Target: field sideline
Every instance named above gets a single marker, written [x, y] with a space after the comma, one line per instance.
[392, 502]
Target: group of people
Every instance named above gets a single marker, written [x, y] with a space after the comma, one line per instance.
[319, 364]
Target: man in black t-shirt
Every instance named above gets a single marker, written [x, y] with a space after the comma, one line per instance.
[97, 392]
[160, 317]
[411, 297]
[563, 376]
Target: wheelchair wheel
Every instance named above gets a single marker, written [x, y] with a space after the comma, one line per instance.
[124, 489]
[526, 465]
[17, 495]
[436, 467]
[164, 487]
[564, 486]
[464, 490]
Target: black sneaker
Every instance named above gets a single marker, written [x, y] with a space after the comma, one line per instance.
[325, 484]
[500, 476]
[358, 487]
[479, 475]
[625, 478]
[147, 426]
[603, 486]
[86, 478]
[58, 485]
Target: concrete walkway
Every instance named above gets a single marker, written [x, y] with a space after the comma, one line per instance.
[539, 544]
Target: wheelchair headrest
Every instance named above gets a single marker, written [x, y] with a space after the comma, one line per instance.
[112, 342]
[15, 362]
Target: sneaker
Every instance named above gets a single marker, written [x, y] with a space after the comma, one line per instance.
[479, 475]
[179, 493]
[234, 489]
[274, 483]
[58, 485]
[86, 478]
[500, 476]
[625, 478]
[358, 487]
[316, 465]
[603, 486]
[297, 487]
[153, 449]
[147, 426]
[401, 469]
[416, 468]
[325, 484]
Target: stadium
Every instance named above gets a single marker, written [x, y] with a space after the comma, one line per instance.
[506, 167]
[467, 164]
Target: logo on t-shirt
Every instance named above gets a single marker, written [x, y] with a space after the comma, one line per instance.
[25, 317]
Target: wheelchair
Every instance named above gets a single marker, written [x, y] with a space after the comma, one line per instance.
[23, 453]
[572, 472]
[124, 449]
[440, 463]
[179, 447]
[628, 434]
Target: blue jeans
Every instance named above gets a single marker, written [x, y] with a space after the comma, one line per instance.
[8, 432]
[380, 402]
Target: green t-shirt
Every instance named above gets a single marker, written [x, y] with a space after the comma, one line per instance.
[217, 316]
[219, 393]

WORK INSTRUCTIONS
Write the data out again in full and exactly.

RESPONSE FOR THIS EXERCISE
Target: field sideline
Every instance named above gets a single marker, written [x, y] with a space after the comma, one line per instance.
[392, 502]
Target: group of people
Every instance named above gets a single marker, written [x, y] with a space after the comma, one line per instance.
[319, 364]
Target: man in black t-shirt
Every instance named above gets a single marker, written [x, y] with a space after the comma, one line per instance.
[97, 392]
[160, 317]
[411, 297]
[563, 376]
Target: wheelchair wheel
Every instance named above gets a single marker, written [x, y] with a space after the comma, one line per instance.
[124, 489]
[526, 465]
[17, 495]
[436, 467]
[164, 487]
[564, 486]
[464, 490]
Target: black sneaker
Every instance named above gets a single marker, written [x, y] with a space after the comma, one line per instance.
[325, 484]
[500, 476]
[358, 487]
[479, 475]
[625, 478]
[147, 426]
[603, 486]
[86, 478]
[58, 485]
Target: concrete walkway
Every instance named above gets a single marker, written [x, y] with a space after the comma, one line per instance.
[539, 544]
Target: wheelchair headrest
Every instance named above gets a single marker, written [x, y] with a space after the comma, one line per instance.
[112, 342]
[15, 362]
Target: sneaker
Every instance named above gets a single marker, written [x, y] with a space after the comma, one line per instance.
[479, 475]
[179, 493]
[234, 489]
[274, 483]
[58, 485]
[86, 478]
[500, 476]
[625, 478]
[358, 487]
[316, 465]
[603, 486]
[297, 487]
[153, 449]
[147, 426]
[401, 469]
[416, 468]
[325, 484]
Target: stadium
Every instance named above gets a single marker, written [x, y] with a space after the comma, one line per instance.
[506, 167]
[467, 164]
Target: logo on t-shirt
Every instance named above gets a single marker, written [x, y] with a space after the comma, one line per instance.
[25, 317]
Target: wheelchair
Every instance named above gets a single marker, written [x, y] with a space after the comma, one line per instance.
[23, 453]
[572, 472]
[124, 449]
[440, 463]
[179, 447]
[628, 434]
Target: blue jeans
Every instance named above gets a single marker, written [x, y] with a space after the comma, one line per instance.
[8, 432]
[380, 402]
Target: green t-shirt
Every instance named above gets a single marker, written [x, y] with a space after the comma, one line per instance.
[217, 316]
[219, 393]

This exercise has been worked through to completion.